The records that follow must be reproduced in full, exactly as written.
[Start of Given data]
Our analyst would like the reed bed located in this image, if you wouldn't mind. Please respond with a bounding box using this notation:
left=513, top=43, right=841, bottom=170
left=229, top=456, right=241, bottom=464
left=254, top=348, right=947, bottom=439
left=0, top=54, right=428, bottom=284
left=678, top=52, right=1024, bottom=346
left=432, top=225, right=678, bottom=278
[End of Given data]
▸ Task output:
Our analyst would like the reed bed located in this image, if you wouldn't mind. Please respond with a bounding box using this notation:
left=513, top=43, right=841, bottom=170
left=229, top=456, right=241, bottom=464
left=254, top=348, right=947, bottom=439
left=0, top=54, right=428, bottom=284
left=678, top=52, right=1024, bottom=346
left=432, top=225, right=678, bottom=278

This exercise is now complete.